WORK ITEM: Retype, without any change, the first line of the records and every line after it through the one containing "Query: center island cabinet".

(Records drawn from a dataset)
+ + + +

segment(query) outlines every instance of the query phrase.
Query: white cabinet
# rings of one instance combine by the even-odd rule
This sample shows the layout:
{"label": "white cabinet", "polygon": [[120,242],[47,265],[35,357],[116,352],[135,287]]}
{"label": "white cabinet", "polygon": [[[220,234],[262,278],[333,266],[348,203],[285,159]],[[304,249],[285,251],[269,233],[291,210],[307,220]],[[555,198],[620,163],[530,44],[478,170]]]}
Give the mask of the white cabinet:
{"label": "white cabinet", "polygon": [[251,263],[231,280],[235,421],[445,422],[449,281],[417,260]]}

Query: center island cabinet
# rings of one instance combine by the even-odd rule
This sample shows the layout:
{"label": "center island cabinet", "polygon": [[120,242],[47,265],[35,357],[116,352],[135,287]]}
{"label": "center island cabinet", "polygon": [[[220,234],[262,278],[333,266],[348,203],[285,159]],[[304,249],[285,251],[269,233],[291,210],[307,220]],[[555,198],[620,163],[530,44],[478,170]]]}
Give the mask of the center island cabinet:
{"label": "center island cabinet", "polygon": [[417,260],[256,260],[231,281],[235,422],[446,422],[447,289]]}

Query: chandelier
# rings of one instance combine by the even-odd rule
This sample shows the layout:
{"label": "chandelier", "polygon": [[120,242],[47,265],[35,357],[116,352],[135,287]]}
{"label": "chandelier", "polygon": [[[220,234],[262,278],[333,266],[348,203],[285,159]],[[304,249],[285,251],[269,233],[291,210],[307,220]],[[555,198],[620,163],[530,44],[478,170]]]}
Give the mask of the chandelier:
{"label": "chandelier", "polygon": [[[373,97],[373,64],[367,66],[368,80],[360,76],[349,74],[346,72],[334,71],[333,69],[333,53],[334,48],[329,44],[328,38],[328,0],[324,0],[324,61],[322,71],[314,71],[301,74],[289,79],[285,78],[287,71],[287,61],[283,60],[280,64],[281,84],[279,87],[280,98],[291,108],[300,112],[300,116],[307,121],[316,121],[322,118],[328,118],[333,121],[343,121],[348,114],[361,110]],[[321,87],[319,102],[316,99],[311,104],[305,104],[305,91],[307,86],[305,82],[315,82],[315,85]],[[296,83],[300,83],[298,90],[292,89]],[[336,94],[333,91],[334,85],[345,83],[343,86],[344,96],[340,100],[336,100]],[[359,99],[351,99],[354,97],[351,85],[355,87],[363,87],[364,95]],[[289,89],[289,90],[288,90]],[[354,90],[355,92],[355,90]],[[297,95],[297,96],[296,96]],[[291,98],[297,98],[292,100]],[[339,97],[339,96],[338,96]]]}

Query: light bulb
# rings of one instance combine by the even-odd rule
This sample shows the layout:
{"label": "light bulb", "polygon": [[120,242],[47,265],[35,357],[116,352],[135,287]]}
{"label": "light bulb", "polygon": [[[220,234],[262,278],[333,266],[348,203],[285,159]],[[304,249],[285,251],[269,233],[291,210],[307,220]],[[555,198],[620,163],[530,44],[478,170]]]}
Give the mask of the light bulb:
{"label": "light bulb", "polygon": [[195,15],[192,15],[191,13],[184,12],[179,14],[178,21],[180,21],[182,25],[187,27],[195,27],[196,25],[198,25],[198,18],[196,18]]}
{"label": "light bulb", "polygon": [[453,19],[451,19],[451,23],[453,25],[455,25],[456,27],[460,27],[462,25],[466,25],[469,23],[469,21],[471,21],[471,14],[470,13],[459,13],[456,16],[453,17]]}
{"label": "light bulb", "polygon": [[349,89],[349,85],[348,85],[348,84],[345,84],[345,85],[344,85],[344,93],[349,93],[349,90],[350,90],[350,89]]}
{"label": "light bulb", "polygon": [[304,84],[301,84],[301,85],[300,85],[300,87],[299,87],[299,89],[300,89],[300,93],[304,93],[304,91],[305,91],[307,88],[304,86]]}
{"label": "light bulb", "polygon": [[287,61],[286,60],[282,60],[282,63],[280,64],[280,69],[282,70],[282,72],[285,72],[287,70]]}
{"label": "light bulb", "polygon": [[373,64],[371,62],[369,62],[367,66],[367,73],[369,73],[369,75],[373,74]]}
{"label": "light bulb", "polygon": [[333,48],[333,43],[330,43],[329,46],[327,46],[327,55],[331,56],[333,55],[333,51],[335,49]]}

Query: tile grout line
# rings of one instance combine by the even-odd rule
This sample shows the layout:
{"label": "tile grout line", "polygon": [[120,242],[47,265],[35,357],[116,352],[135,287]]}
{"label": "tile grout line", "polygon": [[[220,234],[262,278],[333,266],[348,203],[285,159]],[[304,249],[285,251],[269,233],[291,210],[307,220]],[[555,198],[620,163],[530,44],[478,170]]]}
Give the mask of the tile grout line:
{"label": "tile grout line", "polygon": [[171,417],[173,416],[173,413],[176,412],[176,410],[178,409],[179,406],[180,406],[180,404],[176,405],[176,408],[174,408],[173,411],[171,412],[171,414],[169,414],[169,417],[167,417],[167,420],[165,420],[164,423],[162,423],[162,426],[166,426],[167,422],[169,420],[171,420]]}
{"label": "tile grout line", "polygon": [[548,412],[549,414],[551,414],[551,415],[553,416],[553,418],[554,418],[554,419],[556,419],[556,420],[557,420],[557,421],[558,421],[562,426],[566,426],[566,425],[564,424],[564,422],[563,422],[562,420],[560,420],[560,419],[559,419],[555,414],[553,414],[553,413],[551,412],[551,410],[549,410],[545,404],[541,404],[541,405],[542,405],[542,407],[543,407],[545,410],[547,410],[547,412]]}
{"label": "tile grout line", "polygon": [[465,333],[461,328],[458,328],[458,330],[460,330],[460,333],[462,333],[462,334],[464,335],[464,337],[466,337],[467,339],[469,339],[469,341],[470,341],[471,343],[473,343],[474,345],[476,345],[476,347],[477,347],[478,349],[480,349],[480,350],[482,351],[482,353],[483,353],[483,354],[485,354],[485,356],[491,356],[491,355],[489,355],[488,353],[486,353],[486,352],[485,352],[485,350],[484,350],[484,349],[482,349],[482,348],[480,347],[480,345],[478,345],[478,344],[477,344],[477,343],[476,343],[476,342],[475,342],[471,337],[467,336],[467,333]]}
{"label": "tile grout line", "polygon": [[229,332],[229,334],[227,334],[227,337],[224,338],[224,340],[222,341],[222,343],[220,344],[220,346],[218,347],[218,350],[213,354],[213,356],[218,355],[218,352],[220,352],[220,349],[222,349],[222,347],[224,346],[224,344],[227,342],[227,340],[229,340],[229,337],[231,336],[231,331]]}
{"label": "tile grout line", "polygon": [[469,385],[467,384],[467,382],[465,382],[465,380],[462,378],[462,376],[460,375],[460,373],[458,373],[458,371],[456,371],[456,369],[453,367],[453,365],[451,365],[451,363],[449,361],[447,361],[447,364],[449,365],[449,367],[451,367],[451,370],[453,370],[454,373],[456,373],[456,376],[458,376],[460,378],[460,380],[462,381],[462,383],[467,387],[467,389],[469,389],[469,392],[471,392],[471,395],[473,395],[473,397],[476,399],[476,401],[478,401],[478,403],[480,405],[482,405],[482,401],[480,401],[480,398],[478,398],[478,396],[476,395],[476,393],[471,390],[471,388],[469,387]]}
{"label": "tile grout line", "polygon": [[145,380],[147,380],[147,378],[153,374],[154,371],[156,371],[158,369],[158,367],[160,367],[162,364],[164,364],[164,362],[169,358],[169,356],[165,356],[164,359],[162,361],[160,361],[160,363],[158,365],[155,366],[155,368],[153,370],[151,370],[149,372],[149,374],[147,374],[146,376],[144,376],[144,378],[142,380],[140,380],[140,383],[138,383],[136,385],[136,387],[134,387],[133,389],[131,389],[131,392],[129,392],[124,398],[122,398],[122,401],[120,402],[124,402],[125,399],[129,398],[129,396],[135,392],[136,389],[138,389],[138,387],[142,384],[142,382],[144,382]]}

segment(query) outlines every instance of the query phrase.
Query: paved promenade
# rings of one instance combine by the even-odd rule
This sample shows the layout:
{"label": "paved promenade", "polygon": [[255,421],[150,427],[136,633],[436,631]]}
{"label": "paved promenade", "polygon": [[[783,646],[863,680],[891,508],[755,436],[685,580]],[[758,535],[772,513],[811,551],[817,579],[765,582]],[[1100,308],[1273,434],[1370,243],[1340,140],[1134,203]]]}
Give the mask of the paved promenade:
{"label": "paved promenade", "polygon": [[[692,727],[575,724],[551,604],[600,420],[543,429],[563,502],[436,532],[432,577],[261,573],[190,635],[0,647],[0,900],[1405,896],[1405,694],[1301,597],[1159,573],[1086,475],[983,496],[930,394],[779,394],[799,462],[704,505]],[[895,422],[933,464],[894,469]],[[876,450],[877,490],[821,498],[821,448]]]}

+ + + +

RESULT BELOW:
segment(query) outlines every instance of the query phrase.
Query: white cabinet
# rings of one instance combine by the even-odd rule
This sample shows the layout:
{"label": "white cabinet", "polygon": [[120,242],[47,265],[35,357],[116,352],[135,287]]}
{"label": "white cabinet", "polygon": [[[220,234],[262,278],[333,266],[348,203],[285,159]],[[304,249],[285,251],[269,233],[291,210],[307,220]],[[555,198],[620,163],[530,44],[478,170]]]}
Give the mask of the white cabinet:
{"label": "white cabinet", "polygon": [[251,263],[231,280],[235,421],[445,422],[449,281],[417,260]]}

Query: center island cabinet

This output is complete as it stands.